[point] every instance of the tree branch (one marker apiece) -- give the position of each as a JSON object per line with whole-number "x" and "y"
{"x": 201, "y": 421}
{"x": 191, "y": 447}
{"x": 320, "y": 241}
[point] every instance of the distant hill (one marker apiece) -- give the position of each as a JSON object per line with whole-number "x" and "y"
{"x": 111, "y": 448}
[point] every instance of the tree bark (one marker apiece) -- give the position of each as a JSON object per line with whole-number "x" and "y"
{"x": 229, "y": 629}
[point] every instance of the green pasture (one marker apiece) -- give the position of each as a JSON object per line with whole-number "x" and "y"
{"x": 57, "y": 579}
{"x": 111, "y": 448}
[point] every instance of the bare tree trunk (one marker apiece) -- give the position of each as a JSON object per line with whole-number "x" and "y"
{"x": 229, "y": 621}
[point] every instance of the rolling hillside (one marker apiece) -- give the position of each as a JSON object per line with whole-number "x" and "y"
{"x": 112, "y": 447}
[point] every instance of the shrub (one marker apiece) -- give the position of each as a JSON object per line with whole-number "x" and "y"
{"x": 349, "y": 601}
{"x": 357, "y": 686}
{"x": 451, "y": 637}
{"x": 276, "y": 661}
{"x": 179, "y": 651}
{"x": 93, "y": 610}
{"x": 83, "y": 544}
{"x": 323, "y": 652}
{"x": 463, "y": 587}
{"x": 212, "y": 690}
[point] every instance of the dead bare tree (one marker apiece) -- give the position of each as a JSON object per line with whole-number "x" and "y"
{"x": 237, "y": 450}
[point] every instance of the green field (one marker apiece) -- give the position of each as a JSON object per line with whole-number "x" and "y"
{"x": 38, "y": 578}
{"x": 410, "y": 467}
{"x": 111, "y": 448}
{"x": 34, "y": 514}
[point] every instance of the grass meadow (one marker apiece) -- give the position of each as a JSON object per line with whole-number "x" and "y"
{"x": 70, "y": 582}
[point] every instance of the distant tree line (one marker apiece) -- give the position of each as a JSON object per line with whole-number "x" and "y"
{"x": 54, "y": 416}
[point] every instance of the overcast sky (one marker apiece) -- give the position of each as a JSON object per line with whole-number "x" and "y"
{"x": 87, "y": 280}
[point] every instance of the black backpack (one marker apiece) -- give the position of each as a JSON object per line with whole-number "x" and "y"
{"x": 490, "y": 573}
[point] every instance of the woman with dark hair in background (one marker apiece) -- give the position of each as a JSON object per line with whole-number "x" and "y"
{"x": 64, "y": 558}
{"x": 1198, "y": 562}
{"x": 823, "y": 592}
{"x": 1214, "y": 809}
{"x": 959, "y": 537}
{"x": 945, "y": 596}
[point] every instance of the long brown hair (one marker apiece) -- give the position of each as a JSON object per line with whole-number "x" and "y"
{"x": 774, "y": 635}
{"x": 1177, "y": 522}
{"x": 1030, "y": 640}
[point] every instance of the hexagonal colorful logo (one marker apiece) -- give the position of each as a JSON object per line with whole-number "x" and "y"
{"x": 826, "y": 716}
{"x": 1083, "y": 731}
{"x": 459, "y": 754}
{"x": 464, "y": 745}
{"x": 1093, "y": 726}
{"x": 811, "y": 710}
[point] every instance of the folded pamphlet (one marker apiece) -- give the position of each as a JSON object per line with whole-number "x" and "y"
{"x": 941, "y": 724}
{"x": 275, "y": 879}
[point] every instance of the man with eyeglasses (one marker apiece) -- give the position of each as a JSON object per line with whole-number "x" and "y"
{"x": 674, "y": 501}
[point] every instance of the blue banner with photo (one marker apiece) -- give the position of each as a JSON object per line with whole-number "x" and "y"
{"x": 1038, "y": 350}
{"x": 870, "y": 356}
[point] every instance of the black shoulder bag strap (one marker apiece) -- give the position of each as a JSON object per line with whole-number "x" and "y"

----------------

* TO DO
Each record must be returned exactly as it is written.

* FINISHED TASK
[point] every instance of the tree branch (one marker apiece) -- give the position of each as a JSON object per line with whole-number "x" and "y"
{"x": 201, "y": 421}
{"x": 191, "y": 447}
{"x": 320, "y": 241}
[point] every instance of the distant hill (one marker apiece) -- give the position of each as a JSON object per line with whole-number "x" and "y"
{"x": 111, "y": 448}
[point] every instance of the tree bark (one marker apiece) -- give the position of each as a JSON object per line with whole-number "x" and "y"
{"x": 229, "y": 629}
[point] every instance of the green pasture (one marker apiece) -- give the position of each as a JSON object per line with whole-number "x" and "y"
{"x": 57, "y": 579}
{"x": 111, "y": 448}
[point] every instance of the bare tree trunk (one marker apiece) -- give the position of each as a JSON object per line with whole-number "x" and "y"
{"x": 229, "y": 621}
[point] every instance of the rolling hillside (one marker apiece) -- give the position of each as a JSON object per line with whole-number "x" and "y"
{"x": 112, "y": 447}
[point] every instance of the shrub (one marker apiece) -- give the position of each as a JSON object per line with whole-number "x" and "y"
{"x": 349, "y": 601}
{"x": 357, "y": 686}
{"x": 451, "y": 637}
{"x": 276, "y": 661}
{"x": 179, "y": 651}
{"x": 93, "y": 610}
{"x": 83, "y": 544}
{"x": 323, "y": 652}
{"x": 463, "y": 587}
{"x": 212, "y": 690}
[point] every instance of the dead bare tree (one marker apiece) -- give the position of each as a JSON object per line with whole-number "x" and "y"
{"x": 237, "y": 450}
[point] every instance of the green field (one marker apiece) -- give the position of each as a JSON object per line with whole-number "x" and "y"
{"x": 38, "y": 578}
{"x": 410, "y": 467}
{"x": 111, "y": 448}
{"x": 34, "y": 514}
[point] every instance of the grass meadow (one marker apiece) -- give the position of each as a JSON object per line with whole-number "x" and "y"
{"x": 70, "y": 582}
[point] every instance of the distant tree line (one marker apiece) -- give the position of each as a JSON object per line with whole-number "x" and "y"
{"x": 54, "y": 416}
[point] every instance of the overcast sky (one marker apiece) -- give the position of each as a JSON object per line with whole-number "x" and "y"
{"x": 87, "y": 280}
[point] every instance of the black backpack (one marker apiece) -- give the position of each as a JSON object per line with whole-number "x" and "y"
{"x": 490, "y": 573}
[point] every instance of the woman with dark hair in background (one marker apiece) -- give the position of each as a JSON object per line with whole-number "x" and "y"
{"x": 64, "y": 558}
{"x": 1198, "y": 562}
{"x": 823, "y": 592}
{"x": 1214, "y": 809}
{"x": 959, "y": 537}
{"x": 945, "y": 596}
[point] every instance of the long brown hair (one marker apiece) -- give the position of each as a JSON object per line with whole-number "x" and "y"
{"x": 774, "y": 635}
{"x": 1177, "y": 522}
{"x": 1030, "y": 640}
[point] every instance of the hexagonal colorful logo (one marker apiece) -- give the position of each as a JSON object per line with whole-number "x" and "y"
{"x": 826, "y": 716}
{"x": 1083, "y": 731}
{"x": 459, "y": 754}
{"x": 464, "y": 745}
{"x": 1093, "y": 726}
{"x": 811, "y": 710}
[point] every instance of the folded pamphlet (one marker apiece) -- give the position of each as a JSON object per line with whole-number "x" and "y"
{"x": 941, "y": 724}
{"x": 275, "y": 879}
[point] every instance of the man with eyeglasses (one marker apiece) -- give the position of each as a JSON object per line with whole-number "x" and "y"
{"x": 674, "y": 501}
[point] every instance of the blue banner with photo (one marker apiece) -- give the position of each as a JSON object per line with whole-number "x" and "y"
{"x": 1038, "y": 350}
{"x": 870, "y": 356}
[point] every instance of the black shoulder bag strap (one marker apiece) -- give the position of each as a JSON object per line with whole-number "x" and "y"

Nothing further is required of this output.